[[ EXTRACTED ENTRIES open ]]

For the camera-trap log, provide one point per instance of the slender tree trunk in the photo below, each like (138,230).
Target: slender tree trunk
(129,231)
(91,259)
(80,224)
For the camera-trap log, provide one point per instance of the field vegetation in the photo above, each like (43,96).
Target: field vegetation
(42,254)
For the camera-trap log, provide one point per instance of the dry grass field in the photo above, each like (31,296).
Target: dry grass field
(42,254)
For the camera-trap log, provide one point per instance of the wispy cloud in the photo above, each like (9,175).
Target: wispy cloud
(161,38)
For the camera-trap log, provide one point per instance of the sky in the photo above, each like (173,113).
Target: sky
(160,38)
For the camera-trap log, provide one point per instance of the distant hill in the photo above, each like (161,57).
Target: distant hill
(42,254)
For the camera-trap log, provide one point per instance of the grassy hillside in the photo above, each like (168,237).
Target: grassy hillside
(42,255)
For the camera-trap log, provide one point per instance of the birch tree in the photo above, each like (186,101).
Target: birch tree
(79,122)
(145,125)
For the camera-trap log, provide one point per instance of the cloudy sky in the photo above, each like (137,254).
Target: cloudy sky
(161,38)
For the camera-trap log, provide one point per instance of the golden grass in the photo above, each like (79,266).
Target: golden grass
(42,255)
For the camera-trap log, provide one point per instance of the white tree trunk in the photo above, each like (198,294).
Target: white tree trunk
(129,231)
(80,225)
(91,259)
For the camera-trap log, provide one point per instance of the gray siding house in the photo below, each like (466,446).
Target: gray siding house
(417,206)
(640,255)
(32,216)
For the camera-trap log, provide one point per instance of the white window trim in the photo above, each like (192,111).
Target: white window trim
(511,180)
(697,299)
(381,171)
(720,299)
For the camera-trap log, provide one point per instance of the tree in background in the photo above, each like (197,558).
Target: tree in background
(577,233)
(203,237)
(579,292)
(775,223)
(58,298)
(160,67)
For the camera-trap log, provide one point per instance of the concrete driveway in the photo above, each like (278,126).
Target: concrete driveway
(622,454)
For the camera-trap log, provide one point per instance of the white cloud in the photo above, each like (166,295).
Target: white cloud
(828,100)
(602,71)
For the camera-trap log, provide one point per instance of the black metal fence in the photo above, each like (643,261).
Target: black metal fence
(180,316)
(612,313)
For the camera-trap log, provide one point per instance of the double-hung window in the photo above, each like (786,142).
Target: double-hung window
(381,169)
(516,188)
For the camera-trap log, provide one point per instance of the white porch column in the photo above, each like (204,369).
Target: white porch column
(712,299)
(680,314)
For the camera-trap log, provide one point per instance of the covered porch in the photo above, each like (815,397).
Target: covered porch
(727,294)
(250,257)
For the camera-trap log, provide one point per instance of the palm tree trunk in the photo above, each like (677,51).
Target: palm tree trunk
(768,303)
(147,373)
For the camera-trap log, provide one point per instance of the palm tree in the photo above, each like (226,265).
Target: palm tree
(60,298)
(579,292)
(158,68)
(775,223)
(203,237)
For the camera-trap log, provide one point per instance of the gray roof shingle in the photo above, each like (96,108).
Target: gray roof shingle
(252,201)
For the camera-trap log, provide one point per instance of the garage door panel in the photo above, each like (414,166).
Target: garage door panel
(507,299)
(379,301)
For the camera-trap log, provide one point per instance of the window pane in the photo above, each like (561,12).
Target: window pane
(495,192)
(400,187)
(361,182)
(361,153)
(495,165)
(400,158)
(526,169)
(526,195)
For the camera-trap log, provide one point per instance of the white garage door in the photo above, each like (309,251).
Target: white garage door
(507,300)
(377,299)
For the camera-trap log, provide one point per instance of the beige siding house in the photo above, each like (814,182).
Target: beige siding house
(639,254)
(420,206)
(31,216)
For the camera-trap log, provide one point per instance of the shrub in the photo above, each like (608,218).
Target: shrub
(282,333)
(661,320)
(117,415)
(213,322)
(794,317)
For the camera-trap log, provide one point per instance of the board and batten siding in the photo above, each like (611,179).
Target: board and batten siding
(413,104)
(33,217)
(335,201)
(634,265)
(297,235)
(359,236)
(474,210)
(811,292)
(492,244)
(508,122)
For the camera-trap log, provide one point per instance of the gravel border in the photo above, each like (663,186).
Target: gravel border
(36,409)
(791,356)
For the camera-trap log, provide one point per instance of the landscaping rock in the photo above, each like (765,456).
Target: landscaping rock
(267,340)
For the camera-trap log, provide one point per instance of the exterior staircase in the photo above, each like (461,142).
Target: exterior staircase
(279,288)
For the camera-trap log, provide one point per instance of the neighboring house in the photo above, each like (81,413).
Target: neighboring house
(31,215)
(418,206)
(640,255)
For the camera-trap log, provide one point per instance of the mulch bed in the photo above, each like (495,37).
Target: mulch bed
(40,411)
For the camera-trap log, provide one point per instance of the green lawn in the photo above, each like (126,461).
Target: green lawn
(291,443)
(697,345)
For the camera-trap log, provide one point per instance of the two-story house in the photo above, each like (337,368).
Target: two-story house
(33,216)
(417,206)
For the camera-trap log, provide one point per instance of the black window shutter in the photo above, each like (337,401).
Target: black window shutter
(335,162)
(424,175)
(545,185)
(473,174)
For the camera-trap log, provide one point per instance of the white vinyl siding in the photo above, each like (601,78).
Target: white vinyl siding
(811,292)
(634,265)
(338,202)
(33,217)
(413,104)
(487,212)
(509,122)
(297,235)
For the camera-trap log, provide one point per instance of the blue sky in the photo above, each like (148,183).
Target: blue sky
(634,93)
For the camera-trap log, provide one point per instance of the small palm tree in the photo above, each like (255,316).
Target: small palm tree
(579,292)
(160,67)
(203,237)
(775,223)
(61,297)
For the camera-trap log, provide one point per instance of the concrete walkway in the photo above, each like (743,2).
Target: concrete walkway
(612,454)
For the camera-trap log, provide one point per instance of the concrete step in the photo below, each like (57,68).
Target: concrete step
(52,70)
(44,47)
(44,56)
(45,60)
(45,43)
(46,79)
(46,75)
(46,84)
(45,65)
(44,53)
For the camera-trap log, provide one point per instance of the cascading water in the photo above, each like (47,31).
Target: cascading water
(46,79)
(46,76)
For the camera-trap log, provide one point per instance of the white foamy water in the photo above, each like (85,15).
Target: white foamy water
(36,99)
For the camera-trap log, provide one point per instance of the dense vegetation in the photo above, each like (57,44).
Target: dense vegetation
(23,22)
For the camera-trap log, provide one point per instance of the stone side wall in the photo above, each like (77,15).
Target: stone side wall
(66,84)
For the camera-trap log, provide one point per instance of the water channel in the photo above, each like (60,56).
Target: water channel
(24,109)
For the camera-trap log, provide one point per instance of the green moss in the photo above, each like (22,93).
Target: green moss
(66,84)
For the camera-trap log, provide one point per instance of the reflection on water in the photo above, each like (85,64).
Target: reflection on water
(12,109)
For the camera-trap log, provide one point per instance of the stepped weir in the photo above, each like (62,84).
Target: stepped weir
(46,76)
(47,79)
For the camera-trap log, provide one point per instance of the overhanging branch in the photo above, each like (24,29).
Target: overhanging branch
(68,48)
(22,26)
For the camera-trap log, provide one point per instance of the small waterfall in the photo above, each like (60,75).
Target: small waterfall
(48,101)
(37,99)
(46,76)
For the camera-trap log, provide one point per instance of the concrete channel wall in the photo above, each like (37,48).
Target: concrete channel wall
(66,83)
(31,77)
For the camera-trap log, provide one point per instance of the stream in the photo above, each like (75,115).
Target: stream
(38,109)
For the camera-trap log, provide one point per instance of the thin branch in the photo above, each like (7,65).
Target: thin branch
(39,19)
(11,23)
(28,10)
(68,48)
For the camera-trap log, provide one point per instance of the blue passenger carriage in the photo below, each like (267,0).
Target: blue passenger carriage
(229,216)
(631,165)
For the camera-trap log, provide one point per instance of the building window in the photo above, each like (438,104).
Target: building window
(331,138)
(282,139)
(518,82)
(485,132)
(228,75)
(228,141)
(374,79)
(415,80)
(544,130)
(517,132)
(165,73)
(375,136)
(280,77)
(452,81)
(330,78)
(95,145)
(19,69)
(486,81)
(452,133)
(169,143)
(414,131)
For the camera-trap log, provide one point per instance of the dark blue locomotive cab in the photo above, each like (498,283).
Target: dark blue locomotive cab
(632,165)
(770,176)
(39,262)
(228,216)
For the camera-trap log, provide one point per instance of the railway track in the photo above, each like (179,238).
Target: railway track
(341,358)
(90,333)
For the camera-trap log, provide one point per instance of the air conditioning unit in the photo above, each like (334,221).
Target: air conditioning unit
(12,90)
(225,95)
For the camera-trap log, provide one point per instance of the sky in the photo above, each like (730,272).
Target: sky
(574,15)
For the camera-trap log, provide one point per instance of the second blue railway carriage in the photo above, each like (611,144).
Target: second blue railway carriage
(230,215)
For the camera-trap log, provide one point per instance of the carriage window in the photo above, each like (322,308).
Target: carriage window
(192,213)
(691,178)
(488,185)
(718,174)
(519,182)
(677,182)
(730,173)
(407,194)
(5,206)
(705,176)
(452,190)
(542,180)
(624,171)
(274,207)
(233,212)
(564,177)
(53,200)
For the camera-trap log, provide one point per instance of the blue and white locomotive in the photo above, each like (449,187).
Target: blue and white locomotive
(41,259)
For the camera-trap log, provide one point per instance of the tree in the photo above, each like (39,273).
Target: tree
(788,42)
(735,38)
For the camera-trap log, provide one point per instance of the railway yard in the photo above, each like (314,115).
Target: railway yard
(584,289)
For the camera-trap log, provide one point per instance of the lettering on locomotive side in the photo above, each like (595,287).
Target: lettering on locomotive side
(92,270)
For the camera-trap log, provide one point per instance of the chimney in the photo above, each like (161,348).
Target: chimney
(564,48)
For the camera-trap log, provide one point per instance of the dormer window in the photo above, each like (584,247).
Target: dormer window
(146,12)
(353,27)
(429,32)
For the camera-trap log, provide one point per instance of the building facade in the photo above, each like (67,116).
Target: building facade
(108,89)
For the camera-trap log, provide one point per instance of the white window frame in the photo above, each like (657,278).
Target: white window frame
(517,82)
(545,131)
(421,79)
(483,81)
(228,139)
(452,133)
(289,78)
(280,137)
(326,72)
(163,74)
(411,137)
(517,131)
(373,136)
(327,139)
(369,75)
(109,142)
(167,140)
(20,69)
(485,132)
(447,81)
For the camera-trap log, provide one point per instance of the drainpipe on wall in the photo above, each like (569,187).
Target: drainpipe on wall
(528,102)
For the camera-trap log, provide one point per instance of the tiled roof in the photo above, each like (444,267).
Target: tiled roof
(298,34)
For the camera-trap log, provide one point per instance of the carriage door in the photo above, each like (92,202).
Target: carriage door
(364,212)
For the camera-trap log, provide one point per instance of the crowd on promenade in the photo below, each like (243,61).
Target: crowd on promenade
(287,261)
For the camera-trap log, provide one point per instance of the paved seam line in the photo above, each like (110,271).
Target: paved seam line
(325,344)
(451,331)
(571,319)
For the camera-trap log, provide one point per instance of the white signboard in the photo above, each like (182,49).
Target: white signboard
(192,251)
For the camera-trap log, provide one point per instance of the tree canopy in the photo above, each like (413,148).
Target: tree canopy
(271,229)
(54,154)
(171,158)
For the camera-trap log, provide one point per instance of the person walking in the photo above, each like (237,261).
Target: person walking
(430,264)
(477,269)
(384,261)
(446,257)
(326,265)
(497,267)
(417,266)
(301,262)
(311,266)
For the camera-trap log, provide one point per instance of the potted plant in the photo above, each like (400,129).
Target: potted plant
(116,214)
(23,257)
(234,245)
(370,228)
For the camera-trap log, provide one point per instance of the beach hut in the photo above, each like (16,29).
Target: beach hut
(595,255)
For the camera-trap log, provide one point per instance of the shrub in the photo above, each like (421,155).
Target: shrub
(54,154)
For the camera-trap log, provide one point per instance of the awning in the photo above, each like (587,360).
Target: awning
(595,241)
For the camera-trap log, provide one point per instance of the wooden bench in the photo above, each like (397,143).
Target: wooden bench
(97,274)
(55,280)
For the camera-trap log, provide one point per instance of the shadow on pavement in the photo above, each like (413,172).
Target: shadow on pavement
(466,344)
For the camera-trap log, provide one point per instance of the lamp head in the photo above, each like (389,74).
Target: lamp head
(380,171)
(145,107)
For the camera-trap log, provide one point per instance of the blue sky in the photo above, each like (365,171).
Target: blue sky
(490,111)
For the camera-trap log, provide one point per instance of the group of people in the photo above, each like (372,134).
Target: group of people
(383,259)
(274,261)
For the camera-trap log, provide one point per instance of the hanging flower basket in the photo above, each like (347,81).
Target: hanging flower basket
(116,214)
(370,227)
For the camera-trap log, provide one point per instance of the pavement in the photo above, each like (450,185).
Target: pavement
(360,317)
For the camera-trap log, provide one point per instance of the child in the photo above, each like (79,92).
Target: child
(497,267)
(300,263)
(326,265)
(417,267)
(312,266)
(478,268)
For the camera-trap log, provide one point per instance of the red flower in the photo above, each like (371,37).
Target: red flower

[[ EXTRACTED ENTRIES closed ]]

■ **WHAT NEEDS TO BE DONE**: Please copy the lines in the records above between the one holding "each like (22,93)." and the one holding "each like (85,64).", inclusive, exactly and with no other line.

■ **COMPLETED TASK**:
For the camera-trap log, provide one point per instance of the green moss in the photo above, each like (22,93).
Target: green moss
(66,84)
For the camera-trap log, provide one point per instance of the reflection on water in the photo above, each like (85,64).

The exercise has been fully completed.